§ **WRITTEN INSTRUCTION A**
In the records, from the line with "Place a point on the gradient" up to and including the line with "<point>515,375</point>", rewrite those lines with "white cloud" changed to "pale cloud" and everything else left as it is.

§ **SOURCE**
------------------------

Background of the invention
1. Field of the Invention
[0001] This invention relates to coaxial cables, and is particularly concerned with a simple
high-power coaxial cable operating at high frequency and of a construction which accommodates
substantial rf heating.
2. Description of Related Art
[0002] Prior art coaxial cables transmitting high average power, e.g., in excess of 150
watts, from travelling-wave tubes operated at high frequencies, e.g., about 9 to 11
gigahertz, must allow for substantial heat generation due to dissipation of rf energy.
With sufficient heating, the insulation employed in the coaxial cable will tend to
become displaced and not return to its proper position, which will tend to destroy
the 50-ohm characteristic impedance desired to be maintained between the center and
outer coaxial conductors. In addition, burning of the insulation and melting of circuit
contacts may result.
[0003] In one form of prior art coaxial cable, a fluted Teflon insulator with a center hole
was employed to maintain the center and outer conductors properly spaced, but such
device was ineffective to accommodate a substantial amount of heat. Teflon foam has
also been used forthis purpose, but it lacks structural integrity.

------------------------

§ **THE DATA**
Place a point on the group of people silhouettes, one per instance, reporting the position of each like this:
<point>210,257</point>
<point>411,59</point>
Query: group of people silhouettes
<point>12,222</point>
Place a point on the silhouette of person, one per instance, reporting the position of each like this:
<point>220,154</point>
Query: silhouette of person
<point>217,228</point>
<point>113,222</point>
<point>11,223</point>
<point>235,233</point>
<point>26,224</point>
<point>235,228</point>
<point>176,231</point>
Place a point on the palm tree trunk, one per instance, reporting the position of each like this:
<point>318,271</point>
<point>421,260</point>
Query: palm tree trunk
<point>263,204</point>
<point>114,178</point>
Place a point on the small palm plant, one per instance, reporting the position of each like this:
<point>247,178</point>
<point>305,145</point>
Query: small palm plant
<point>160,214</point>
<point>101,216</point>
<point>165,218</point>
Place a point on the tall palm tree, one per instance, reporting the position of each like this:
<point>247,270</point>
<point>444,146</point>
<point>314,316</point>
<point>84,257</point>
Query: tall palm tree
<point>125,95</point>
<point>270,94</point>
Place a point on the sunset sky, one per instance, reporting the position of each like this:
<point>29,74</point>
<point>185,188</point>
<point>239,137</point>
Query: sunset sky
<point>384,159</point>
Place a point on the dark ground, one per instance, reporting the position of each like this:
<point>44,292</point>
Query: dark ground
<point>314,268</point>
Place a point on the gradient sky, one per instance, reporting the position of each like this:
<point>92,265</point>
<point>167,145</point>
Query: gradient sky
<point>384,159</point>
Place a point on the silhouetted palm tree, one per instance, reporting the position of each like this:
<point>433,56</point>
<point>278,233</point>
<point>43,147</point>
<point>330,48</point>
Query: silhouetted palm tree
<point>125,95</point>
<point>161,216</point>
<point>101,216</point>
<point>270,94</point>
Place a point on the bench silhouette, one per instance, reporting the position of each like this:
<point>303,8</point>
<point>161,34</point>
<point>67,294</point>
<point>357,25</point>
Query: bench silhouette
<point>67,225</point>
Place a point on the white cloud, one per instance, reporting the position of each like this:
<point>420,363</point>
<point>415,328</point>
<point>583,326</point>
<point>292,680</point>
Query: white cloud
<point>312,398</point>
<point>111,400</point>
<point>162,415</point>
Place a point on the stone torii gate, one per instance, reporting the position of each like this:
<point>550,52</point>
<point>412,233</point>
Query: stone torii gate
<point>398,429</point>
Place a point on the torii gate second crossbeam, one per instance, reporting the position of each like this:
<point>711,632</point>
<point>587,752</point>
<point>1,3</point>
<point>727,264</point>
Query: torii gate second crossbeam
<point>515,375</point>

------------------------

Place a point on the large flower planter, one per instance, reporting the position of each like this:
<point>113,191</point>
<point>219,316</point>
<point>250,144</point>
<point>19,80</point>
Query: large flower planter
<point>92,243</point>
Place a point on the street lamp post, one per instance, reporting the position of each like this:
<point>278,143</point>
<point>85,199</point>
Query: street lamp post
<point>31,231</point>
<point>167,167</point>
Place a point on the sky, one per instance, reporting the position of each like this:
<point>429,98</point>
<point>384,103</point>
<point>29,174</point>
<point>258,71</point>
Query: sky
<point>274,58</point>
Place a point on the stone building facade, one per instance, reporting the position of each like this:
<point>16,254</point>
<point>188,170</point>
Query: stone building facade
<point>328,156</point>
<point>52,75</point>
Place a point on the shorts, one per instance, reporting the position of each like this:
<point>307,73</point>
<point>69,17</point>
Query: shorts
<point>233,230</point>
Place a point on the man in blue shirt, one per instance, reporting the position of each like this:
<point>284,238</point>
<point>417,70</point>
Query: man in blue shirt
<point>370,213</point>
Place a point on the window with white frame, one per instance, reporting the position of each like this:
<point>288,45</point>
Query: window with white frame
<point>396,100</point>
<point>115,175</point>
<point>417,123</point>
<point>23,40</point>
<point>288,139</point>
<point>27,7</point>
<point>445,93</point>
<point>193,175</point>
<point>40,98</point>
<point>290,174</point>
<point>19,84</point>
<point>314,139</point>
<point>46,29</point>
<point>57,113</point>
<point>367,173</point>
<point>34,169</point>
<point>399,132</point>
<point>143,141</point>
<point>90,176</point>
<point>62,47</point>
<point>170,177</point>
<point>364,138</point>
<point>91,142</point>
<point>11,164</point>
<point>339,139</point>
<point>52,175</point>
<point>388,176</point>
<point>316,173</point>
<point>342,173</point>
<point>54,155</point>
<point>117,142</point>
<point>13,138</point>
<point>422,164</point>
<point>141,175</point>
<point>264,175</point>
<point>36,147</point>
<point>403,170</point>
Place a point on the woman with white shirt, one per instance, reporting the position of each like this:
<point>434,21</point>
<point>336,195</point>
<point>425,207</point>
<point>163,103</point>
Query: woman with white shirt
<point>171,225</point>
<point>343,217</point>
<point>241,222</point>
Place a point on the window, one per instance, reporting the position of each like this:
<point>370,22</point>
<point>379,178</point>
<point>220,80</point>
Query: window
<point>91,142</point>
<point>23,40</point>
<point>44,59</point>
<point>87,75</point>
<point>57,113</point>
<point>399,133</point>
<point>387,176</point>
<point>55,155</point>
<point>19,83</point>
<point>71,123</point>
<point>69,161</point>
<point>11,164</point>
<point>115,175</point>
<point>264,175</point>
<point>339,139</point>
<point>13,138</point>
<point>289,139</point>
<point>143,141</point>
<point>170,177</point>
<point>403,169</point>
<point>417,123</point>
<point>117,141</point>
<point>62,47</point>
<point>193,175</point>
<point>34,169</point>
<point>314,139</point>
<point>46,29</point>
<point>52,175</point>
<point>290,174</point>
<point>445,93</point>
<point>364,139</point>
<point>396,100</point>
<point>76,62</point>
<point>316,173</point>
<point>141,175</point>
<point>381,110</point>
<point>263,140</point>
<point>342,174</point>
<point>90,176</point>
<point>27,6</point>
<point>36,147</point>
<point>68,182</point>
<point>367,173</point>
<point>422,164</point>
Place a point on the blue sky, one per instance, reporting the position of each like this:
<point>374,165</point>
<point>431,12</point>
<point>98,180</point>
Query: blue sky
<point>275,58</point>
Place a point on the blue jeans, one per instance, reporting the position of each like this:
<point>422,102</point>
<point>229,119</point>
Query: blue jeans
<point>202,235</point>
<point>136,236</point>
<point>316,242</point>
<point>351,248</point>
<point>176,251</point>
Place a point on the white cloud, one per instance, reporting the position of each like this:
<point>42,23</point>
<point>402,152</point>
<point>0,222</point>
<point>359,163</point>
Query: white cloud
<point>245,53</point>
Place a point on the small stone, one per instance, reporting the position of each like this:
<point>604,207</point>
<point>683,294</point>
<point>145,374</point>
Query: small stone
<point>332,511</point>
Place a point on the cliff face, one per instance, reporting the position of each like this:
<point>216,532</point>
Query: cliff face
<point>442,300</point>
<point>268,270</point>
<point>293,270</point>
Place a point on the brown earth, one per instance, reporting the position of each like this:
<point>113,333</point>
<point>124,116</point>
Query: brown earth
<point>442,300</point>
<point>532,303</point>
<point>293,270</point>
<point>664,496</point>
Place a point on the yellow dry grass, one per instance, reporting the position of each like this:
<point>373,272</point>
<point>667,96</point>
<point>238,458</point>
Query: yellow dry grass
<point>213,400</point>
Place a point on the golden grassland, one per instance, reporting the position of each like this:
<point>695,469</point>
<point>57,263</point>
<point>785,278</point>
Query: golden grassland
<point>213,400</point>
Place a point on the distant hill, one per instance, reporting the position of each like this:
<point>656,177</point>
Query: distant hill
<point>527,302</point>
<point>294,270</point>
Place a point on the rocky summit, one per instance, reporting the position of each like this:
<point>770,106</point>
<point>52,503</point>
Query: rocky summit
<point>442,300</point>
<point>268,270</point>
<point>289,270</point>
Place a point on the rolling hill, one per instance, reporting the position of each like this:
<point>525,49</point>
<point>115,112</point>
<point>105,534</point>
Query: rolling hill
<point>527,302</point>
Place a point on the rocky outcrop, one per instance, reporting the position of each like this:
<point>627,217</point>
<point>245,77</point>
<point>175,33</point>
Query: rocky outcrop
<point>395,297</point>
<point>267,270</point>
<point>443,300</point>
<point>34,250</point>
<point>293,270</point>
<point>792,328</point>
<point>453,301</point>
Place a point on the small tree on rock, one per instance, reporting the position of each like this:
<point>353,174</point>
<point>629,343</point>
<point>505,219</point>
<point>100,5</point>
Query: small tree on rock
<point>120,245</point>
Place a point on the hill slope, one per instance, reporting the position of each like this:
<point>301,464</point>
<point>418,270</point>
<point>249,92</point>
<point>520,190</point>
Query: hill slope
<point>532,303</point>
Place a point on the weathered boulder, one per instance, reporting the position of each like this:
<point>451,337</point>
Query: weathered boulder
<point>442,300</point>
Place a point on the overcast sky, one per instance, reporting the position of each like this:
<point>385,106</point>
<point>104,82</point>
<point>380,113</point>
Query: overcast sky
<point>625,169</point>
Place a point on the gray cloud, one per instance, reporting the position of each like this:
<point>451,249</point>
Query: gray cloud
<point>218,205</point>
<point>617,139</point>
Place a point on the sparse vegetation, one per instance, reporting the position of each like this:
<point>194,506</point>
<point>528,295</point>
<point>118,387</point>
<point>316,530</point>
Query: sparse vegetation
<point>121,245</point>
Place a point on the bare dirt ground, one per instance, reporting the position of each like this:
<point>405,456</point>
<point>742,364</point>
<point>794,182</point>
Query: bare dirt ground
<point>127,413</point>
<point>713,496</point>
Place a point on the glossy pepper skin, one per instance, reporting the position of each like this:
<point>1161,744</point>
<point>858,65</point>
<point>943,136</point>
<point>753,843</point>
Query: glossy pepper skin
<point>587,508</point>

------------------------

§ **WRITTEN INSTRUCTION B**
From the passage on coaxial cables, copy the wording from "With sufficient heating, the" up to and including "lacks structural integrity.".

§ **CORRECT RESPONSE A**
Place a point on the gradient sky, one per instance, reporting the position of each like this:
<point>92,265</point>
<point>167,145</point>
Query: gradient sky
<point>384,159</point>
Place a point on the silhouetted palm tree, one per instance, reporting the position of each like this:
<point>433,56</point>
<point>278,233</point>
<point>43,147</point>
<point>330,48</point>
Query: silhouetted palm tree
<point>125,95</point>
<point>161,216</point>
<point>101,216</point>
<point>270,94</point>
Place a point on the bench silhouette, one per instance, reporting the position of each like this:
<point>303,8</point>
<point>161,34</point>
<point>67,294</point>
<point>357,25</point>
Query: bench silhouette
<point>67,225</point>
Place a point on the pale cloud, one per instance, reporting the position of each like this:
<point>420,363</point>
<point>415,328</point>
<point>583,326</point>
<point>292,680</point>
Query: pale cloud
<point>312,398</point>
<point>111,400</point>
<point>162,415</point>
Place a point on the stone torii gate, one per instance, reporting the position of each like this:
<point>550,52</point>
<point>412,233</point>
Query: stone torii gate
<point>398,429</point>
Place a point on the torii gate second crossbeam, one per instance, reporting the position of each like this:
<point>711,632</point>
<point>587,752</point>
<point>1,3</point>
<point>727,264</point>
Query: torii gate second crossbeam
<point>515,375</point>

§ **CORRECT RESPONSE B**
With sufficient heating, the insulation employed in the coaxial cable will tend to
become displaced and not return to its proper position, which will tend to destroy
the 50-ohm characteristic impedance desired to be maintained between the center and
outer coaxial conductors. In addition, burning of the insulation and melting of circuit
contacts may result.
[0003] In one form of prior art coaxial cable, a fluted Teflon insulator with a center hole
was employed to maintain the center and outer conductors properly spaced, but such
device was ineffective to accommodate a substantial amount of heat. Teflon foam has
also been used forthis purpose, but it lacks structural integrity.